** begin **

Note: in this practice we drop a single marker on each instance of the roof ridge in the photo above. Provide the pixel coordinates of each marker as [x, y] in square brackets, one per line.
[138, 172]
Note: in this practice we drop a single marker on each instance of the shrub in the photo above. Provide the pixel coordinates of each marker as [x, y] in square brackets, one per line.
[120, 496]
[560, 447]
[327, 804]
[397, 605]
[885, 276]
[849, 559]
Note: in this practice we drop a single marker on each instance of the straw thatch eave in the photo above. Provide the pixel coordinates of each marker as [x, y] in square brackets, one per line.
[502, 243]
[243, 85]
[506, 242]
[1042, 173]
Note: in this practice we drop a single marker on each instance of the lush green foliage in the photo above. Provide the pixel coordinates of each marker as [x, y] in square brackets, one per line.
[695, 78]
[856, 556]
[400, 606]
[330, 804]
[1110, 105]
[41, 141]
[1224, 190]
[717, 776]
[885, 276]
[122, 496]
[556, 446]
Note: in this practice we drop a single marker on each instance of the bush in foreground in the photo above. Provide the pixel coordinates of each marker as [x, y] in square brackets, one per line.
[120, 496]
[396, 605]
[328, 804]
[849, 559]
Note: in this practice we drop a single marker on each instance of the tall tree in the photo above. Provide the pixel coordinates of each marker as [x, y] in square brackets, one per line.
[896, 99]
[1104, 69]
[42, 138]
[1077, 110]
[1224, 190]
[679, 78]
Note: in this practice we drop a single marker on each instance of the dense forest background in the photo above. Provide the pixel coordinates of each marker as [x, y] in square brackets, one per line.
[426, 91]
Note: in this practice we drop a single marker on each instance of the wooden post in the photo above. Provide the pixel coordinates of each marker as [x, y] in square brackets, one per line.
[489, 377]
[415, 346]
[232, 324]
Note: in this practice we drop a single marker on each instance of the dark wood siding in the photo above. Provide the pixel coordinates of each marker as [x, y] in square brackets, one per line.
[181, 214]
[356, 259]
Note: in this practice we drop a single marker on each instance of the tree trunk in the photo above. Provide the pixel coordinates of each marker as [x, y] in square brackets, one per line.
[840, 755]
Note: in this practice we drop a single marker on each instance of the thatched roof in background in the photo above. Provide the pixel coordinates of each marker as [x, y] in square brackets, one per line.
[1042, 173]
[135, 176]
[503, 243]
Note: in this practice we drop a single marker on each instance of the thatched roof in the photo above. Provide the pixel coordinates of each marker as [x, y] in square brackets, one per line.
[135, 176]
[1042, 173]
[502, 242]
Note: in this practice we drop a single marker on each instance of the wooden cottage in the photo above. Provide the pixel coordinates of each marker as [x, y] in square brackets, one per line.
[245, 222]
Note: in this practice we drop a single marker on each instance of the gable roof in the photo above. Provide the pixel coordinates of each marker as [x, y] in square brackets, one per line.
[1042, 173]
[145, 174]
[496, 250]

** end **

Exercise description :: Rewrite all the rows above, putting "pin" wherever "marker" appears and keeping everything else the same.

Result ::
Note: in this practice we drop a single pin on each instance of the roof ridge in the photo above. Provide the pixel coordinates of each pin as [x, y] in square brackets, one per line.
[138, 172]
Note: in this practice we drop a single pin on each instance of the shrub in the photo above. Provide the pixel coordinates of each pin as [x, y] in square brackets, one per line.
[120, 496]
[560, 447]
[327, 804]
[397, 605]
[885, 276]
[849, 559]
Note: in this practice we drop a single pin on each instance of the straw thatch eave in the photo above. Provide the pixel coordinates of each pin as [x, y] in square brackets, one per line.
[502, 243]
[243, 85]
[506, 242]
[1042, 173]
Note: in this practice we drop a single pin on each instance of the lush green foliage in the photo above. Provide the pixel coordinates of each pin as [x, y] in square brackets, one per line.
[695, 78]
[856, 556]
[400, 606]
[330, 804]
[1110, 105]
[41, 141]
[1224, 190]
[717, 776]
[885, 276]
[122, 496]
[556, 446]
Note: in this practice we drop a single pin on each instance of the bush in foreground in the photo above. Provide the pixel coordinates of each pin as [x, y] in square brackets, one per line.
[120, 496]
[396, 605]
[328, 804]
[849, 559]
Note: in this practice we drop a single pin on each instance of the tall tree in the photo above. Provide the pixel coordinates of each pin as [x, y] in square brackets, one per line.
[896, 99]
[1104, 69]
[42, 138]
[1077, 110]
[1224, 190]
[679, 78]
Note: in this practice we drop a single pin on each instance of the dense forest background in the photo above. Provide the pixel coordinates of each pin as [x, y] in square brackets, one per line.
[426, 91]
Note: in this practice we drop a single pin on each instance of the wooden post in the photo above. Provide the pixel coordinates of each pin as [x, y] in square brackets, one per line.
[489, 377]
[415, 346]
[232, 324]
Note: in this practice we drop a single pin on each instance of the dark wood siding in the photo above. Provide the pixel coordinates of each pin as [x, y] in square brackets, one per line.
[181, 214]
[356, 259]
Note: in this practice we drop a single pin on each instance of the tree trunk in the photo above. Provide the pixel coordinates of each pin as [x, y] in square brackets, one per line.
[840, 755]
Note: in this practice we drop a single pin on each instance of the thatched roof in background in the photo above. Provide the pixel coordinates of each pin as [x, y] in square brackets, one per line.
[1042, 173]
[135, 176]
[503, 243]
Note: in this practice we drop a single pin on each instance of the thatched roof in the photo above. Provide the pixel coordinates of each pin as [x, y] in square brackets, one per line.
[135, 176]
[1042, 173]
[502, 242]
Note: in this practice we drop a single pin on each instance of the wooden cottage in the photo above. Provide the pixel coordinates of each pin as [x, y] in square brackets, one per line.
[245, 222]
Note: in this practice we drop a single pin on each instance of the gable roof in the photo above. Provide the pixel coordinates of each pin as [x, y] in square brackets, one per line.
[1042, 173]
[145, 174]
[496, 250]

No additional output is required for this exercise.